## Set problem a
From the pre-training page, list every keyword argument passed to xaytune.pretrain in the Python API example call.

## Article
'''

Pre-training¶

The pretrain recipe trains a language model from scratch (or continues pre-training an existing model) on a large text corpus using a standard causal language modeling objective.

Python API¶

import xaytune

state = xaytune.pretrain(
    model="meta-llama/Llama-3.1-8B",
    dataset="data/corpus.jsonl",
    format="text",
    num_epochs=1,
    learning_rate=3e-4,
    batch_size=4,
)

Function Signature¶

def pretrain(
    *,
    config: TrainConfig | None = None,
    model: str | None = None,
    dataset: str | None = None,
    format: str = "text",
    num_epochs: int = 1,
    learning_rate: float = 3e-4,
    batch_size: int = 4,
    **kwargs,
) -> TrainState:

config -- A full TrainConfig object. If provided, all other arguments are ignored.
model -- Model name or path.
dataset -- Path to training data.
format -- Data format (default: "text").
num_epochs -- Number of training epochs (default: 1).
learning_rate -- Learning rate (default: 3e-4).
batch_size -- Per-device batch size (default: 4).
**kwargs -- Additional TrainerConfig fields.

Note

Pre-training always uses method="full" -- LoRA/QLoRA are not applicable since there are no pre-trained weights to adapt.

'''

## Given records
'''

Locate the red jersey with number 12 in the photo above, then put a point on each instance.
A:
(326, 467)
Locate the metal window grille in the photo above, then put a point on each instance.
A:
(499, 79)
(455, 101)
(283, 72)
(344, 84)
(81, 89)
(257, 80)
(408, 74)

'''

## Set problem b
Copy the lines of the records word for word, from the line containing "Locate the metal" through the end of the records, both ends included.

## Worked solution a
model, dataset, format, num_epochs, learning_rate, batch_size

## Worked solution b
Locate the metal window grille in the photo above, then put a point on each instance.
A:
(499, 79)
(455, 101)
(283, 72)
(344, 84)
(81, 89)
(257, 80)
(408, 74)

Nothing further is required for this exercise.